TASK TO COMPLETE.
Repeat precisely the span of lines below that opens with the line containing "Locate the blue" and closes with the line containing "Locate the sliced", both included.

DATASET EXTRACT: Begin

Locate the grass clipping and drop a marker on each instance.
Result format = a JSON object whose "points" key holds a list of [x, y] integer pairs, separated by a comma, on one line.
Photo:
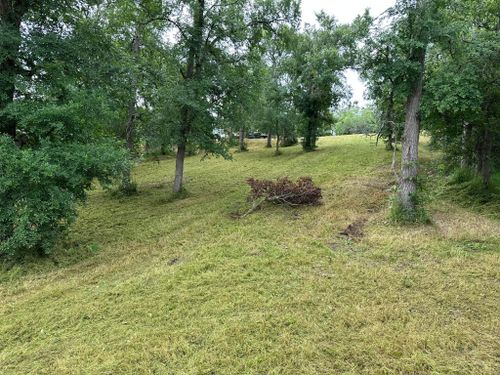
{"points": [[283, 191]]}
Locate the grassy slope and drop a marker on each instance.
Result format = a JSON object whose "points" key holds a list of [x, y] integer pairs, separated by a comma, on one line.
{"points": [[149, 286]]}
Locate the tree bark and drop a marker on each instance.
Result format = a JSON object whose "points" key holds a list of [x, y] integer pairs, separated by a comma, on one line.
{"points": [[269, 139], [466, 161], [389, 120], [11, 14], [484, 164], [179, 167], [132, 105], [409, 162], [241, 143], [193, 70]]}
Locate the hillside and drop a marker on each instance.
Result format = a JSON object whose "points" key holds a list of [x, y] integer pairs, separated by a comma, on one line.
{"points": [[150, 285]]}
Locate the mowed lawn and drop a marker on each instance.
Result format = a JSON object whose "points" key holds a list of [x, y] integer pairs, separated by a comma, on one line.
{"points": [[151, 285]]}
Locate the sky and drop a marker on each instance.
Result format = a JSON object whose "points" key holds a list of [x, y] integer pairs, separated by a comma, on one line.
{"points": [[345, 11]]}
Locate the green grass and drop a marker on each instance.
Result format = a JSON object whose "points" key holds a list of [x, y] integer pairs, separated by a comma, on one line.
{"points": [[148, 284]]}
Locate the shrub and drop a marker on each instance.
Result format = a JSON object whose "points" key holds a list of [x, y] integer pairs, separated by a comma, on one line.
{"points": [[400, 215], [40, 188], [285, 191]]}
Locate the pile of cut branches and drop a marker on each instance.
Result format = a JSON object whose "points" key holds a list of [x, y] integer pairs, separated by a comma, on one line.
{"points": [[283, 191]]}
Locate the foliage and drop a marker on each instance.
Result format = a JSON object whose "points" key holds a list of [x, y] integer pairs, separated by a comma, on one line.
{"points": [[282, 279], [355, 120], [319, 57], [40, 188]]}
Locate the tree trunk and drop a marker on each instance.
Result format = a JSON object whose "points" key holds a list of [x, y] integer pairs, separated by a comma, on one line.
{"points": [[11, 14], [310, 137], [241, 147], [466, 161], [484, 164], [132, 105], [179, 167], [389, 120], [269, 139], [409, 157], [193, 71]]}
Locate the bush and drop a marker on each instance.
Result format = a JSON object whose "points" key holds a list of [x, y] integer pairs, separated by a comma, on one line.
{"points": [[400, 215], [40, 188], [285, 191]]}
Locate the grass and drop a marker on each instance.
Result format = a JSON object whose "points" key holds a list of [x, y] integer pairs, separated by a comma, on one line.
{"points": [[148, 284]]}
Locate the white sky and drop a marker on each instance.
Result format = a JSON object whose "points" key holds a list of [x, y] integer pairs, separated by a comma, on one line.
{"points": [[345, 11]]}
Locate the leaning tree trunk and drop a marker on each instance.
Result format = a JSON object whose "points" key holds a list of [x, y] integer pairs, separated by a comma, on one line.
{"points": [[466, 160], [132, 105], [179, 167], [485, 156], [409, 158], [193, 71], [11, 14], [241, 144], [269, 139]]}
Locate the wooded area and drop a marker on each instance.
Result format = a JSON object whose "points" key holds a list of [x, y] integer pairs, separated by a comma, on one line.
{"points": [[97, 95]]}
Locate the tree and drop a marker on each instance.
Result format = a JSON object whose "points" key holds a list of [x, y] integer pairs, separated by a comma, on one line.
{"points": [[56, 115], [461, 105], [208, 37], [320, 56]]}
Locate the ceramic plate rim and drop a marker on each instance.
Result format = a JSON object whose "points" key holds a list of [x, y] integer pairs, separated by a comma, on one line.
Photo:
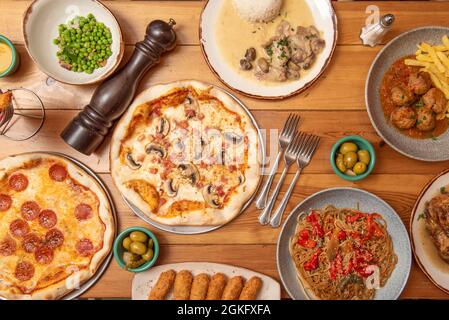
{"points": [[333, 189], [370, 109], [102, 76]]}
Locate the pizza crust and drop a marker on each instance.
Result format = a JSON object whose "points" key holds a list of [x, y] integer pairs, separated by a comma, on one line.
{"points": [[67, 285], [209, 216]]}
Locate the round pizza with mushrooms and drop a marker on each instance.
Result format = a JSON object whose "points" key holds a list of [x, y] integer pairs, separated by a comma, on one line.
{"points": [[56, 226], [186, 153]]}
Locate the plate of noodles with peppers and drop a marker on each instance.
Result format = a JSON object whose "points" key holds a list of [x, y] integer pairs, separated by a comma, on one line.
{"points": [[344, 244]]}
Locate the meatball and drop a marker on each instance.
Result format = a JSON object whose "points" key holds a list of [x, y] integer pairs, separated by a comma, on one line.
{"points": [[419, 83], [435, 99], [425, 119], [403, 117], [401, 96]]}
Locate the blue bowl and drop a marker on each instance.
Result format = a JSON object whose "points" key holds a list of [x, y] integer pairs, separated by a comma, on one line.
{"points": [[119, 250], [361, 144], [15, 58]]}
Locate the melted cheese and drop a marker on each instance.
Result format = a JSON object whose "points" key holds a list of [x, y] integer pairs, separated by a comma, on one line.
{"points": [[62, 198]]}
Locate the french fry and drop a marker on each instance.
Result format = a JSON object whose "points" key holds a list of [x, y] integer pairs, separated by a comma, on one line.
{"points": [[445, 40], [416, 63]]}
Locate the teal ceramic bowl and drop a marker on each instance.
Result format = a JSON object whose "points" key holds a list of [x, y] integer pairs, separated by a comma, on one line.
{"points": [[362, 144], [15, 58], [119, 250]]}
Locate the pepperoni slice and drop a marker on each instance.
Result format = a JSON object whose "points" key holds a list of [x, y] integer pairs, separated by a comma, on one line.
{"points": [[54, 238], [47, 218], [7, 246], [85, 247], [83, 211], [43, 254], [58, 172], [30, 242], [30, 210], [19, 228], [18, 182], [24, 271], [5, 202]]}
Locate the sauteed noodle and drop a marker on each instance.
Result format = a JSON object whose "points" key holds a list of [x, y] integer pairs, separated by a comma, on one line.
{"points": [[339, 252]]}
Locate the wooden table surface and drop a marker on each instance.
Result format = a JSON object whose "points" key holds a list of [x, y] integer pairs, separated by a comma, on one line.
{"points": [[333, 107]]}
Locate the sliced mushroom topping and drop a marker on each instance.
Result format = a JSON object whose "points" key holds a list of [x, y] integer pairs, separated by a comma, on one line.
{"points": [[190, 171], [162, 126], [131, 162], [153, 148], [211, 197], [171, 187], [233, 137], [192, 107]]}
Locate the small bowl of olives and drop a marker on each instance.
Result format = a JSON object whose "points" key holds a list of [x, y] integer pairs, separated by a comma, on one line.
{"points": [[353, 158], [136, 249]]}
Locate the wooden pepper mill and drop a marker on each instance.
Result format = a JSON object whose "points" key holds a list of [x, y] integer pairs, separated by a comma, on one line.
{"points": [[110, 100]]}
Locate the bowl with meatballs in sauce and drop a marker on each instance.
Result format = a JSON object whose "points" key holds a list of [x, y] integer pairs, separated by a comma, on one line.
{"points": [[407, 93]]}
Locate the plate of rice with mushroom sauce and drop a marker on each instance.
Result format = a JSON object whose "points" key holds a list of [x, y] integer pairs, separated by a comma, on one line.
{"points": [[268, 49]]}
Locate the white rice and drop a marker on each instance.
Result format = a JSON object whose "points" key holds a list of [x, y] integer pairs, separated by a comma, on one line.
{"points": [[258, 10]]}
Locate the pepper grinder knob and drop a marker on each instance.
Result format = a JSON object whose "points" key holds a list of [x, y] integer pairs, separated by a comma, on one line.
{"points": [[110, 100]]}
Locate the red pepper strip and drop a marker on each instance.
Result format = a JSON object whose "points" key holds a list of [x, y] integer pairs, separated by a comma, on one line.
{"points": [[317, 228], [341, 235], [304, 240], [312, 264], [355, 217]]}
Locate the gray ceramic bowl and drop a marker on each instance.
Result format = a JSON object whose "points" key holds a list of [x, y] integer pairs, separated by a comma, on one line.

DATASET EXTRACT: End

RESULT FOR THIS EXERCISE.
Locate the blue bowl and drop a marker on each instance.
Result format = a JSON object whose "points" key holds a list of [x, y] integer pairs, separated by a comma, on one line.
{"points": [[119, 250], [361, 144], [15, 58]]}
Locate the melted cheese and drop a marker on each instance.
Result format = a JSON object whose "points" key holds a list of [x, y] integer pairs, separated by a comma, on one line.
{"points": [[62, 198]]}
Locate the french fry and drop a marker on each instance.
Result format = a JSON object whose "points" key holds a list of [x, y] integer pairs, separated by a comma, on one line.
{"points": [[445, 40], [416, 63]]}
Locate the teal ceramic bowl and drop a marker on each instance.
Result format = a JSON object whose "points" key holds a list of [x, y] integer pairs, separated by a comma, on one line.
{"points": [[362, 144], [15, 58], [119, 250]]}
Locate the pepperoni slice and drop a marker on each instance.
Result format = a JSON object whose "points" key holds a list of [x, y] integer pairs, separated by a comma, on one line.
{"points": [[54, 238], [47, 218], [7, 246], [85, 247], [83, 211], [43, 254], [58, 172], [30, 242], [30, 210], [19, 228], [18, 182], [24, 271], [5, 202]]}
Locate the sauteed noodle and drop a marker on each instance.
Result format = a JSON object whose "points" key holds a list of [x, y] integer pairs, separated by a comma, on one line.
{"points": [[339, 252]]}
Locate the wooden table surface and drop a marker on each instance.
Result format = a JSON object whose "points" key holds a list of [x, y] integer pairs, separated by a comma, on one line.
{"points": [[333, 107]]}
Locate the sliced mushroom topping and drop a marker on each instance.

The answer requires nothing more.